=== DATA PROVIDED ===

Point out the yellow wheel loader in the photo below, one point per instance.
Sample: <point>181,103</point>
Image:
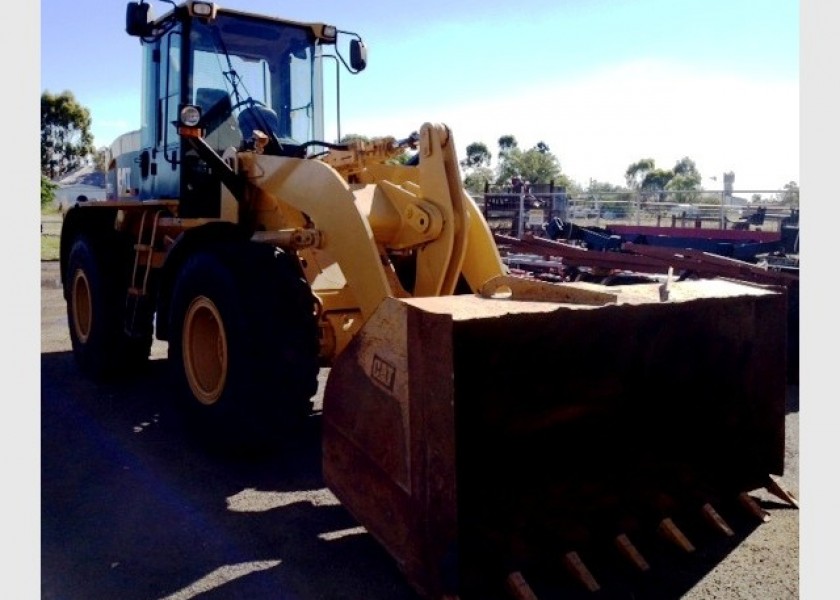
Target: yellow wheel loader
<point>261,253</point>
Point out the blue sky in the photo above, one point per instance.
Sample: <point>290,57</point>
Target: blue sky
<point>602,82</point>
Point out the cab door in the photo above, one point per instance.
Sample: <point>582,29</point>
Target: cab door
<point>159,158</point>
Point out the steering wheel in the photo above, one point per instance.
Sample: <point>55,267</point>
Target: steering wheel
<point>250,102</point>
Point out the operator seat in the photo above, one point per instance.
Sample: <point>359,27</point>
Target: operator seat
<point>221,128</point>
<point>258,117</point>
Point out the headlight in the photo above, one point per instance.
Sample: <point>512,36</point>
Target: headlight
<point>206,10</point>
<point>190,115</point>
<point>329,33</point>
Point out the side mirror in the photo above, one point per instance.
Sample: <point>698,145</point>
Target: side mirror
<point>138,19</point>
<point>358,55</point>
<point>145,163</point>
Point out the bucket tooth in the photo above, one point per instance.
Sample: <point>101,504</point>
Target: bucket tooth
<point>577,567</point>
<point>518,587</point>
<point>752,506</point>
<point>774,486</point>
<point>716,520</point>
<point>628,550</point>
<point>672,533</point>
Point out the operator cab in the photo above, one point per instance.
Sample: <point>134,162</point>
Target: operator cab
<point>245,81</point>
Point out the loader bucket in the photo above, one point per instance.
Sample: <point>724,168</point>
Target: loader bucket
<point>478,438</point>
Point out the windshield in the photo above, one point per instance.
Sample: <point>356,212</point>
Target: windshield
<point>260,73</point>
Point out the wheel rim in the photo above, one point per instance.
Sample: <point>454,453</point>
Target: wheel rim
<point>205,350</point>
<point>82,306</point>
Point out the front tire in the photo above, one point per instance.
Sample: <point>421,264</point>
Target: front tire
<point>243,343</point>
<point>96,285</point>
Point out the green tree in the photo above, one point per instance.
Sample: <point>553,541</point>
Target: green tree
<point>478,155</point>
<point>65,133</point>
<point>506,143</point>
<point>538,166</point>
<point>636,172</point>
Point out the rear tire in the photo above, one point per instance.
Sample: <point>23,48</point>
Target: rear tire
<point>96,286</point>
<point>243,344</point>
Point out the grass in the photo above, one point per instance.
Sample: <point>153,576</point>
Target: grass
<point>50,239</point>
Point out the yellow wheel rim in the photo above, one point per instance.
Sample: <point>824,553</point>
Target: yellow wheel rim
<point>205,350</point>
<point>82,306</point>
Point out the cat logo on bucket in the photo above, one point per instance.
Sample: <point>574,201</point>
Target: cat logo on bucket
<point>383,373</point>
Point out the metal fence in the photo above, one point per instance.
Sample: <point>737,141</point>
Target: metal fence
<point>519,213</point>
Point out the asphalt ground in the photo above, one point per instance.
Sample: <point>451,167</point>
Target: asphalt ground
<point>133,508</point>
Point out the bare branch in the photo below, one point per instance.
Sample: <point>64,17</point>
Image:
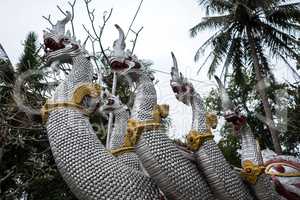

===

Write out again, word for word, the lines from the one holding "Sample: <point>451,167</point>" through the final line of the listing, including both ends but no pictures.

RESPONSE TO THIS EXERCISE –
Sample: <point>451,167</point>
Target: asphalt ground
<point>133,508</point>
Point out the bare branch in the photo below, one point per instance.
Sample: <point>64,17</point>
Image:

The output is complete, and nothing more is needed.